• PROMPT:
The entries that follow include a run beginning at the line with "of the napa" and ending at the line with "the blue race"; restate that run word for word and leave the rest out.

• MATERIAL FOR THE TASK:
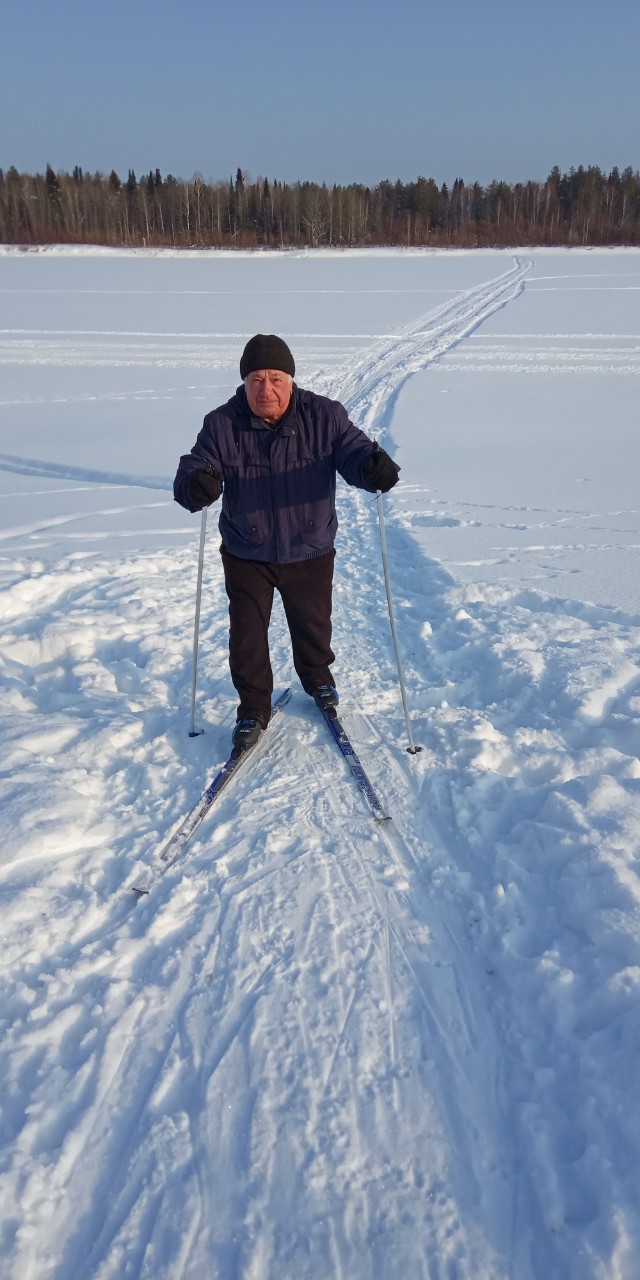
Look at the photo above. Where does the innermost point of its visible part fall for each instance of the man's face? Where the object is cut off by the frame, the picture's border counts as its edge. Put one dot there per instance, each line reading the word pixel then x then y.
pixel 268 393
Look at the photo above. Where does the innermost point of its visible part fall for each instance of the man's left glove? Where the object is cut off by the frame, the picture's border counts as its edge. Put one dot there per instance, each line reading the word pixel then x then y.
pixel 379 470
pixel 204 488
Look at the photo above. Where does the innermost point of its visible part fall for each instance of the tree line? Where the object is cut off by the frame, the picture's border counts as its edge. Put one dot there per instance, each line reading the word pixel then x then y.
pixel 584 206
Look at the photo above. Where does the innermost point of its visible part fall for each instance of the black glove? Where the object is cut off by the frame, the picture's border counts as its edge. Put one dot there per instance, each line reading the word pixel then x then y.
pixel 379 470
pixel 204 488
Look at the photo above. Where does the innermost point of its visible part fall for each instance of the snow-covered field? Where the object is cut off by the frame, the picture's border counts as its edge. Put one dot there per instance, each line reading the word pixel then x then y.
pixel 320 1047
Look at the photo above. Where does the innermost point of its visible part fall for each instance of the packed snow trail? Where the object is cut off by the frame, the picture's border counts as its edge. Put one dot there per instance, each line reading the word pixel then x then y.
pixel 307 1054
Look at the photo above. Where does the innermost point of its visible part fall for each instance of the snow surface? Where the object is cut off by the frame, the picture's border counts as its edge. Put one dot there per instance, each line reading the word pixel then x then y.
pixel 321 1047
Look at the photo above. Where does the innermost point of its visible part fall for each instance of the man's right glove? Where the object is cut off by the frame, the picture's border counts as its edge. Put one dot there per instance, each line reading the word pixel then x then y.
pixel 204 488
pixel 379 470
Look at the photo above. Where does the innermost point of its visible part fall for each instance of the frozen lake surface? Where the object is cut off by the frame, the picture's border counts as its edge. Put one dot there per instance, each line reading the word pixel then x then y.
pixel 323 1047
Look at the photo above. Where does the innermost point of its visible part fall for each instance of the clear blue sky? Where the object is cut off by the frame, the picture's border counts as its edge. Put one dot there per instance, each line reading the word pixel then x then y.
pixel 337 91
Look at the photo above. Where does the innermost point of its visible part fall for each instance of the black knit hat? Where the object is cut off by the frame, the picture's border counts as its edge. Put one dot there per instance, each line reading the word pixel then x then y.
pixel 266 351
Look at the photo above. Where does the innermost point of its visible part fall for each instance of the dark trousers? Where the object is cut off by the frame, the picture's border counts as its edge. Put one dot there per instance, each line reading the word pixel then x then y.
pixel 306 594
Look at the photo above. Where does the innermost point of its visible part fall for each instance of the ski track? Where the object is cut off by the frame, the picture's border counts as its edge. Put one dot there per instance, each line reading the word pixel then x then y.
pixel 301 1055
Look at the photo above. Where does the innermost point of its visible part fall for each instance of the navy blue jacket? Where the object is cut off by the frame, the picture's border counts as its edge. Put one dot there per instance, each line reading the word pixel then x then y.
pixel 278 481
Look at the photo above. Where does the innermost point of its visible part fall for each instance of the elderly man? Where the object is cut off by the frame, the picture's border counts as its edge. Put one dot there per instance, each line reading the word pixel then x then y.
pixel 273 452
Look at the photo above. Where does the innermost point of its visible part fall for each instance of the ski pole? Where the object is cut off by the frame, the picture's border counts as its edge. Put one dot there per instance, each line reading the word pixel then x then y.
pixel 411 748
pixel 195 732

...

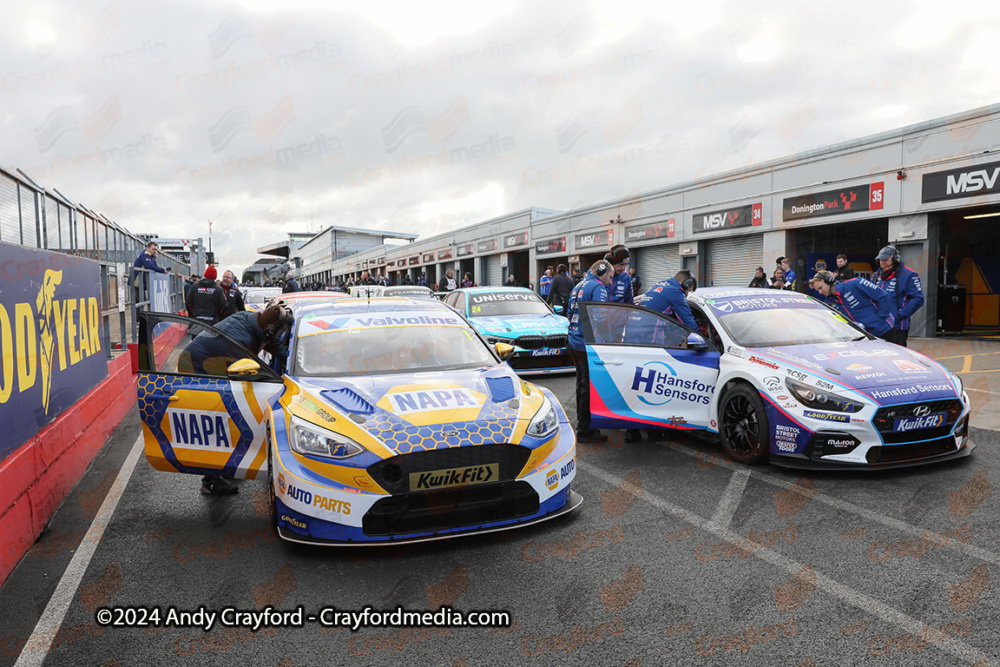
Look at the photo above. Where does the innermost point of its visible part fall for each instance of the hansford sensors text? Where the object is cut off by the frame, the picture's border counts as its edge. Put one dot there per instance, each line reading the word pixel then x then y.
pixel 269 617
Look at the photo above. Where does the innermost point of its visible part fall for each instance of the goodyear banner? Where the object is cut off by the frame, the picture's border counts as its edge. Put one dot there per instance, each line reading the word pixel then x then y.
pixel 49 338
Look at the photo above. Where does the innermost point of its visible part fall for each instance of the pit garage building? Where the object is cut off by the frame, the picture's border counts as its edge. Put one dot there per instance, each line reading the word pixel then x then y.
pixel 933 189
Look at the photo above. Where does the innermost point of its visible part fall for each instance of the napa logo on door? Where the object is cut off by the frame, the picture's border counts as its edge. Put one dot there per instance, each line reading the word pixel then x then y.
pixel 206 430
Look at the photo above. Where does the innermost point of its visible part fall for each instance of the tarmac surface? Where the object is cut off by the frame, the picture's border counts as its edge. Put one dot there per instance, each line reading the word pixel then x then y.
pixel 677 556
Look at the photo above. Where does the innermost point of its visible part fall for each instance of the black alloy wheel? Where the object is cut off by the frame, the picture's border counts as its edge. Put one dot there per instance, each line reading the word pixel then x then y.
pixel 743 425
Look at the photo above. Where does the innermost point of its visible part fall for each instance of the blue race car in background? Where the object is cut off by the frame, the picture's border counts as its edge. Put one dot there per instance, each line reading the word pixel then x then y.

--

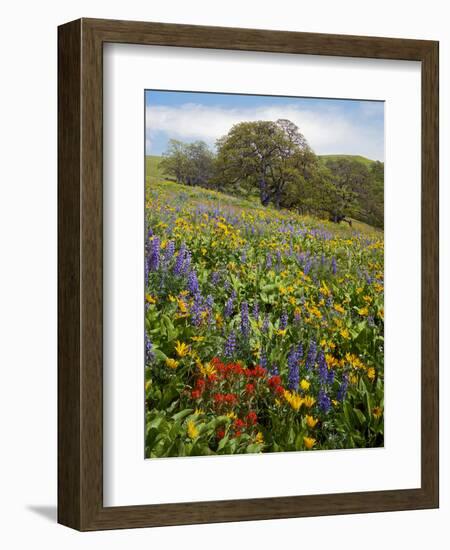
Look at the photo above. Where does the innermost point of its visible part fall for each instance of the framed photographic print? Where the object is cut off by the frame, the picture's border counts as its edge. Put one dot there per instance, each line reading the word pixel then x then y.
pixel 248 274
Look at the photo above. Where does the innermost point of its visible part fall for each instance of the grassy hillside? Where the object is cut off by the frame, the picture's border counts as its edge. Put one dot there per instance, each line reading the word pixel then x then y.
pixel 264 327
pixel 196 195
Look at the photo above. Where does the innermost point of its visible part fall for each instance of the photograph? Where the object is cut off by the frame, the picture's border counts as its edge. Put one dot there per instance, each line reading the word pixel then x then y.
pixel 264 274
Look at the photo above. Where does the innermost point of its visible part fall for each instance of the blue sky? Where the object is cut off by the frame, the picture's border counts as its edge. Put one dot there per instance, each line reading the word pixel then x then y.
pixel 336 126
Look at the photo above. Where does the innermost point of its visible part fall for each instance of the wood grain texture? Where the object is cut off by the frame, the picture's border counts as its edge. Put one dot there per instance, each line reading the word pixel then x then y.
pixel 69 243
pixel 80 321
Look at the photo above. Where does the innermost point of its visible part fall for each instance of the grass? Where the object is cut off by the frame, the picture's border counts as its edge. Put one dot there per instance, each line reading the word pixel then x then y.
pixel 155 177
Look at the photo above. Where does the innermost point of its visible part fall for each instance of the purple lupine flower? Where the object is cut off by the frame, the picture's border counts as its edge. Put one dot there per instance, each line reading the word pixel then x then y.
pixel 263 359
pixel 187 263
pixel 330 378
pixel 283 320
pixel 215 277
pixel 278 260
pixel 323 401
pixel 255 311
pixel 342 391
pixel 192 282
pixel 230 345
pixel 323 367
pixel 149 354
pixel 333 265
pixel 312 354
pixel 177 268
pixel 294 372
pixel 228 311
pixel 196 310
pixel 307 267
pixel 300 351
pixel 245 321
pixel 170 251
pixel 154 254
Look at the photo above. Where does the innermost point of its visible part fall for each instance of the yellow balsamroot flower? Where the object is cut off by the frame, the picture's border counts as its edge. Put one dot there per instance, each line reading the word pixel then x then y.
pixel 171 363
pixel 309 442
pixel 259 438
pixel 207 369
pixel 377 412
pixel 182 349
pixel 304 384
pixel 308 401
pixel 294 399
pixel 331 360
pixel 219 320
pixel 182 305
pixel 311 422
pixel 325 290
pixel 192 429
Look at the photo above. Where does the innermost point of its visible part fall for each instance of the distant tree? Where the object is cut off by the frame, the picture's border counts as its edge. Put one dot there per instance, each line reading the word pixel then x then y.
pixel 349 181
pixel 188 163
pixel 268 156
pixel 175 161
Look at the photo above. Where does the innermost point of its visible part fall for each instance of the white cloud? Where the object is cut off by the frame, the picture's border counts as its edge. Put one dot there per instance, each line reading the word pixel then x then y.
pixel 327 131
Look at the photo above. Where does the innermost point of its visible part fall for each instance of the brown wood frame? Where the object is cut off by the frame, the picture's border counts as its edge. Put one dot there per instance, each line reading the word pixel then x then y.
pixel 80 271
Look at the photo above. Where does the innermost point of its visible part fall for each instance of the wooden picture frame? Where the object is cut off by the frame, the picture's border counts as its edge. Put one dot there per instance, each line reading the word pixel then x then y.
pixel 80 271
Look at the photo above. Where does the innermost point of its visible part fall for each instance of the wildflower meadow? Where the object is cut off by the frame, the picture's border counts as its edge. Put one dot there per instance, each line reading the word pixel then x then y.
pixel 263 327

• ANSWER SPACE:
Look at the photo above. Where does the innermost point of its visible part fall for each instance of the napa logo on door? Where the object is cut off by the frame, the picture's border counts as its edge. Put one dot there per instance, each line reading the word pixel then x then y.
pixel 206 430
Look at the photo above. Where does the innermost point of its visible part fall for each instance of the tarmac surface? Where the object is cut off by the frame, the picture's border counts as its edge. Put one dot there per instance, each line reading the word pixel then x then y.
pixel 677 556
Look at the photo above. Where does the innermost point of its visible part fall for each instance of the black alloy wheel? Where the object is cut off by the frame, the picture's border counts as its edge. Put one dot there per instance, each line reading the word pixel then x then y.
pixel 743 425
Look at the photo above. Where does the innermost point of its visible part fall for each instance of the blue race car in background? Where the object is cut off by the frame, the picture's border counts as its edge. Put one dot there per instance, each line reading the word pixel then x then y.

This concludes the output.